• [Given exercise]:
Output the lines that follow exactly as they are.

[Object location annotation data]
- - - - -

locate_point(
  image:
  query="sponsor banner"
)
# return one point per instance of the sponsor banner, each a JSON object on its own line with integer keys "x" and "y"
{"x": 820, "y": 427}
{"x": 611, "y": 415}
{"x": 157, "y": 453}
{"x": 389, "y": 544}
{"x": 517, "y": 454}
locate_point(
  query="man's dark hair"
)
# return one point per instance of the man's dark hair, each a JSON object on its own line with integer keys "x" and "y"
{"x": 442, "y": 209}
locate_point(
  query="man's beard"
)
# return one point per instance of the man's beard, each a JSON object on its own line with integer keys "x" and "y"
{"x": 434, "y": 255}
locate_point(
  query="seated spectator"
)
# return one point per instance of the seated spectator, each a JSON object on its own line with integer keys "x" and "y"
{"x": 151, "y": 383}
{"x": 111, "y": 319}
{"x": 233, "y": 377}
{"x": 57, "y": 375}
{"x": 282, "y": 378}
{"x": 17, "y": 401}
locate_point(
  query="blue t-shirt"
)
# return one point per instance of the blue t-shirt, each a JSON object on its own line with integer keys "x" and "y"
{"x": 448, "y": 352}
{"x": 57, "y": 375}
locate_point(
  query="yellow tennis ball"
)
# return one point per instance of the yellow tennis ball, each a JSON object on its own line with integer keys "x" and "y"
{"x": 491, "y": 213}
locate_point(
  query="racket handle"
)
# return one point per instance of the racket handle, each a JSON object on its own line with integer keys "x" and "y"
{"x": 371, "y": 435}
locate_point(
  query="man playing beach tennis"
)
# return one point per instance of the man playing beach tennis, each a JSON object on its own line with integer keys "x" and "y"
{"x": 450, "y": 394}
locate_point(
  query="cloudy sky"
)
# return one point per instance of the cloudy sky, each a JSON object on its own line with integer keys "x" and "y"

- - - - -

• [Task result]:
locate_point(
  image:
  query="sponsor banner"
)
# return one point per instance of the sponsor banner, each a JSON object on its own line with integer keys "x" and "y"
{"x": 820, "y": 427}
{"x": 611, "y": 415}
{"x": 157, "y": 453}
{"x": 389, "y": 544}
{"x": 517, "y": 454}
locate_point(
  query="man's dark hair"
)
# return one point per instance of the man's dark hair, each a JSON object on its own line with integer keys "x" and "y"
{"x": 442, "y": 209}
locate_point(
  query="man's beard"
)
# return one point per instance of the man's beard, each a JSON object on its own line with integer keys "x" and "y"
{"x": 434, "y": 255}
locate_point(
  query="seated spectator"
)
# return one point per instance of the seated spectator, each a JSON object on its own line with integer keys "x" and "y"
{"x": 151, "y": 383}
{"x": 111, "y": 319}
{"x": 233, "y": 377}
{"x": 57, "y": 375}
{"x": 282, "y": 378}
{"x": 17, "y": 401}
locate_point(
  query="blue t-shirt"
)
# return one point per instance of the blue t-shirt, each a JSON object on its own line with integer keys "x" and "y"
{"x": 448, "y": 352}
{"x": 57, "y": 375}
locate_point(
  query="yellow tennis ball"
)
# return one point per instance of the yellow tennis ball, each a JSON object on its own line with integer keys "x" and "y"
{"x": 491, "y": 213}
locate_point(
  query="racket handle"
)
# return one point per instance of the racket handle, each a JSON object on its own line with integer keys "x" and "y"
{"x": 371, "y": 435}
locate_point(
  query="man playing beach tennis"
)
# return one point per instance of the man playing beach tennis, each a JSON object on its own line with integer keys "x" and "y"
{"x": 450, "y": 394}
locate_point(
  query="cloudy sky"
)
# return one point per instance of the cloudy sky, each a JSON object on its own line with integer keys "x" and "y"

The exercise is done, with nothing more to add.